The standard used to judge the utility of laboratory and radiographic tests has always been “acceptable accuracy of clinical correlations” and “clinical utility.” Demanding (for demanding sake) proof of “efficacy” as opposed to proof of “accuracy” is completely unprecedented for laboratory tests in cancer (you just don’t make up another criteria for the sake of making it up).

Cancer is a disease which has always been managed on the basis of “best evidence” and not on the basis of “conclusive evidence,” which is lacking in virtually all situations in clinical oncology, including those situations in which clinical trials to identify the best treatment for the “average” patient have been performed and published and meta-analyzed.

**DATASET SECTION**:
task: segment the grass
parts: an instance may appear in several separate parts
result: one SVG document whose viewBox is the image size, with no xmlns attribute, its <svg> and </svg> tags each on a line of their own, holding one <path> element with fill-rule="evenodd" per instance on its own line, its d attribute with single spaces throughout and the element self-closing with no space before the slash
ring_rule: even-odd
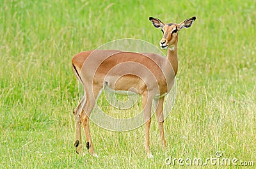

**COMPLETE THE FOLLOWING**:
1. List every word or phrase that appears inside quotation marks in the passage on cancer laboratory tests, in the order they occur.
2. Please extract the part of the passage on cancer laboratory tests between "Cancer is a" and "published and meta-analyzed.", inclusive.
3. Extend the passage on cancer laboratory tests from the point where it ends.

**RESPONSES BY TASK**:
1.
acceptable accuracy of clinical correlations
clinical utility
efficacy
accuracy
best evidence
conclusive evidence
average

2.
Cancer is a disease which has always been managed on the basis of “best evidence” and not on the basis of “conclusive evidence,” which is lacking in virtually all situations in clinical oncology, including those situations in which clinical trials to identify the best treatment for the “average” patient have been performed and published and meta-analyzed.

3.
Back in 1999, the Medicare Advisory Panel concluded that cell culture assay tests (functional cytometric profiling) offered “clinical utility.” After listening to detailed clinical evidence, the Medicare Coverage Advisory Committee found that these assay systems can aid physicians in deciding which chemotherapies work best in battling an “individual” patient’s form of cancer.

Although Medicare had been reimbursing for the cell culture drug “resistance” part of the tests since 2000, it wasn’t until the beginning of 2006 that they abandoned the artificial distinction between “resistance” testing and “sensitivity” testing and provided coverage for the whole FDA-approved kit. Their decision had been made that the assay is a perfectly appropriate medical service, worthy of coverage on a non-investigational basis.

Until Palmetto GBA came along in 2010!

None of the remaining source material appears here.